Each record should be copied exactly into the answer, and no picture should go with it.

____

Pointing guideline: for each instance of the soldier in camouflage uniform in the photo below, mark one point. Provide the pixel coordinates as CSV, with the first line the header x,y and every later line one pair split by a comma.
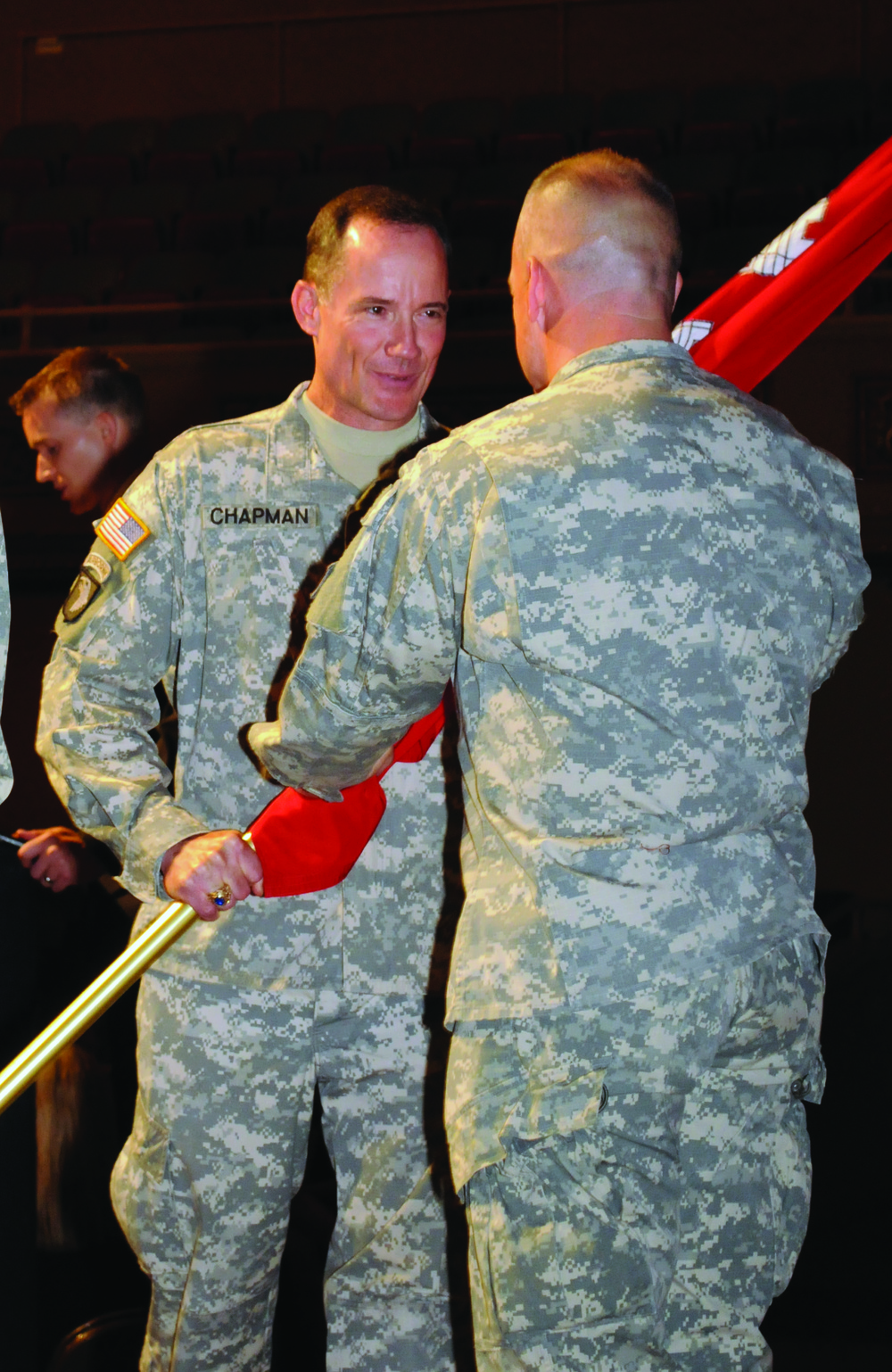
x,y
191,583
636,578
5,772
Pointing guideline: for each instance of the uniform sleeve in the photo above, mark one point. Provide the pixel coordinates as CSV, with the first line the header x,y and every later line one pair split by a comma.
x,y
99,701
5,772
382,642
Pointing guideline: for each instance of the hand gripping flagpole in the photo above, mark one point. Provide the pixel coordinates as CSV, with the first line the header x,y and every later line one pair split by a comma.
x,y
303,843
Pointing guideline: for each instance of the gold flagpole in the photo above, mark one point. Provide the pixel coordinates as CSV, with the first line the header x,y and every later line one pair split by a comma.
x,y
94,1002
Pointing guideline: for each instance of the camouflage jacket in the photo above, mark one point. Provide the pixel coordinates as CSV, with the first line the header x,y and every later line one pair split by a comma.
x,y
637,578
5,772
235,515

____

* _SOLUTION TO THIS PROBLEM_
Pointing guideline: for each instance of the soldier in camouflage uniform in the photo below, mark one point. Provide the pixel coordinates as CSV, with the first line the header x,y and every later line one pair split by a comma.
x,y
191,583
636,578
5,772
Pointing guideline: for each instance of the uniform sleeve in the photo above, mark one point. Provide the pixel coordinates as CSV, with the first line the header x,y and every later line one pair split by a comma.
x,y
99,701
5,772
382,642
Pointing guideline: for each instance of the hand gripping flagpole in the photo above, mark one point. Provide the pixel coordinates as CSV, with the first line the header x,y and every later line one pair split by a comma.
x,y
303,843
Pointing guideline: for each instance of the gold flagpole in the photo above, mark one point. Provide the pixel coordinates as CSV, with the first line the header x,y and every later line one pair split by a comma.
x,y
94,1002
Pointing guideline: for each instance of the camouflage jacket in the photo above, mark one point. Provide the pixel coordinates as CSV, with the first line the header x,y and every later line one pair split by a comma.
x,y
637,578
5,772
235,515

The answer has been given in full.